THE REQUEST: Return all of the data exactly as given.

Items from a dataset
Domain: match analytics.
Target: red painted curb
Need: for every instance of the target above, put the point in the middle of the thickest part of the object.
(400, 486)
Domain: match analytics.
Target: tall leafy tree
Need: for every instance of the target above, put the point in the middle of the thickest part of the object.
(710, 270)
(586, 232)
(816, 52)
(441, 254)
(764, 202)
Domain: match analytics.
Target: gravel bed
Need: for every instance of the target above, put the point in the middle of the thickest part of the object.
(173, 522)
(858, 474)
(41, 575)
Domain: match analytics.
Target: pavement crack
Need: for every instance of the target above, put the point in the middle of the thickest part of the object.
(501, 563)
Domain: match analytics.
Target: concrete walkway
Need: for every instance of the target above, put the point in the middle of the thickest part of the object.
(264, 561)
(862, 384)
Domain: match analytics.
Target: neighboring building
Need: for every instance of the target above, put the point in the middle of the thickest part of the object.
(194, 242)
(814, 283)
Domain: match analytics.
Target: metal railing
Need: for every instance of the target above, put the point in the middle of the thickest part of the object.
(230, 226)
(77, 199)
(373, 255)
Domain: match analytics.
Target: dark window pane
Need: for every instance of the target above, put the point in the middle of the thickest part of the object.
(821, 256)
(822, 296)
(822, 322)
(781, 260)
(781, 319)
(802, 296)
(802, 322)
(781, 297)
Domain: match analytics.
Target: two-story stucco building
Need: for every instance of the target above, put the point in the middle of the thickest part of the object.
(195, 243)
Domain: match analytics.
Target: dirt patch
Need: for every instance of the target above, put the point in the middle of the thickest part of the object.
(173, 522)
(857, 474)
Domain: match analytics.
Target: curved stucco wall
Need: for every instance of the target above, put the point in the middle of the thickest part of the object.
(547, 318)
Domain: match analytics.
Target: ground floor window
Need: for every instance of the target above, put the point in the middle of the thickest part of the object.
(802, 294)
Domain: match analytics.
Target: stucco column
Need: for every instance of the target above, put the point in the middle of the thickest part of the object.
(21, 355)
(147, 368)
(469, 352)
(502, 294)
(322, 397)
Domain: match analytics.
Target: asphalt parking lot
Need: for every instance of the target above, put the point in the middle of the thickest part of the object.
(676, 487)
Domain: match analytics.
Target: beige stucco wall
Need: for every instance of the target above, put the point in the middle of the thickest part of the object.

EXERCISE RESPONSE:
Domain: match analytics.
Target: red painted curb
Need: for every instance of the target above, put the point in the middle of the thickest part of the object.
(400, 486)
Domain: match analytics.
Target: tall leafy tree
Need: for every instance of the target above, put the point in the middle of the thickest part of the object.
(710, 270)
(586, 232)
(816, 52)
(441, 254)
(764, 202)
Domain: match analytics.
Target: gravel bed
Need: for every instance of the target above, put the point in the middle of the thickest part of the object.
(173, 522)
(858, 474)
(41, 575)
Domain: match analytics.
Target: pavement crack
Need: for every instance of the target above, put the point in the middle of the thickest part of the object.
(501, 563)
Domain: match analytics.
Target: concrete walkway
Need: for every instance of the target above, put the point in the middle of the thickest part of the object.
(264, 561)
(862, 384)
Domain: match analytics.
Target: neighboring building
Need: for every instance of the target above, put the point in the middle of the thickest part of the object.
(194, 242)
(814, 283)
Domain: match analytics.
Target: metal railing
Need: for every instance of the target above, put the point in the middle of the thickest part of the object.
(230, 226)
(77, 199)
(373, 255)
Domain: match analytics.
Target: dark window pane
Need: for every instance of the target above, put the point in the middle of the thickest part of the object.
(821, 256)
(822, 296)
(822, 322)
(781, 260)
(781, 319)
(802, 296)
(802, 322)
(781, 297)
Domain: match analytics.
Target: two-story stucco building
Need: for every instance of the target above, put the point in the middle of the thickest part of the object.
(195, 243)
Domain: match analytics.
Target: dirt patch
Need: for every instance of the target above, put the point in the middle of the thickest part of the object.
(173, 522)
(857, 474)
Domain: match analytics.
Target: curved stucco wall
Need: for every instance of the target above, put the point in the middle of the thickest part of the object.
(547, 318)
Domain: match analytics.
Target: ground floor window
Need: for every instance of the target above, put the point in the middle of the thickest part of the object.
(802, 294)
Domain: match analytics.
Target: stucco column
Need: for every instance of the target above, put the point in the middle of the thickest part of the object.
(21, 355)
(147, 368)
(469, 352)
(502, 294)
(322, 397)
Domain: match analytics.
Target: asphalt parking lot
Need: for every instance of the target above, put the point in the middle of the thickest part of the object.
(676, 487)
Domain: match analytics.
Target: beige stucco wall
Need: for every instance of the target above, put the point in the middle of the thickest part of the object.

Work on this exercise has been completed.